Exercise aim:
Restate all the entries exactly as they appear, apart from the pictures.
*** Materials provided
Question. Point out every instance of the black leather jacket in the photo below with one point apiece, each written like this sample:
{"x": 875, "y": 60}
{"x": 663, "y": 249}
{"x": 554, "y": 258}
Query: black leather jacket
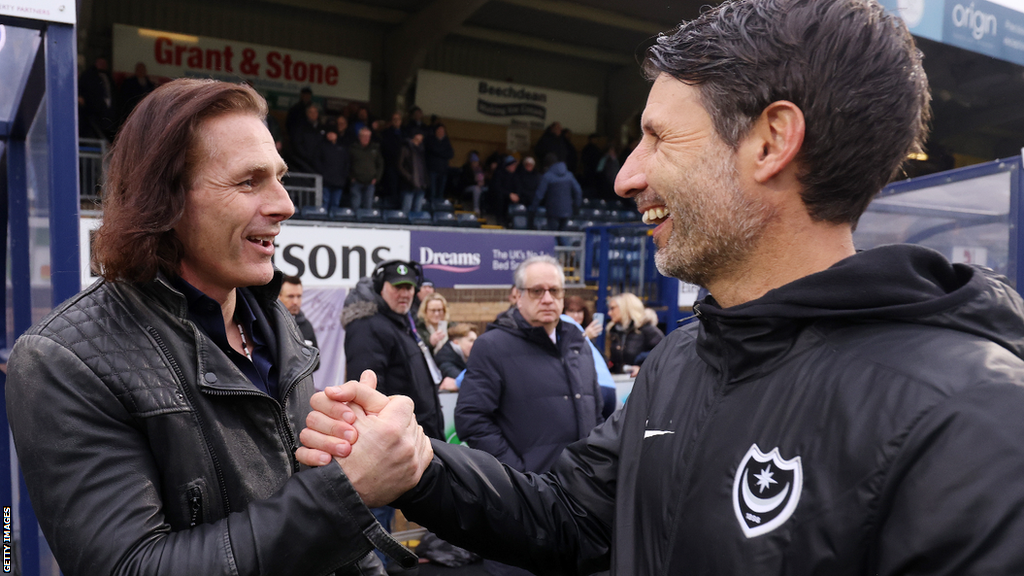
{"x": 146, "y": 451}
******
Result for this task:
Question. Point out every instance of the black leather jacket in the photo below with one point apiece, each written like this sample:
{"x": 875, "y": 60}
{"x": 663, "y": 249}
{"x": 554, "y": 258}
Query: black leather jacket
{"x": 146, "y": 451}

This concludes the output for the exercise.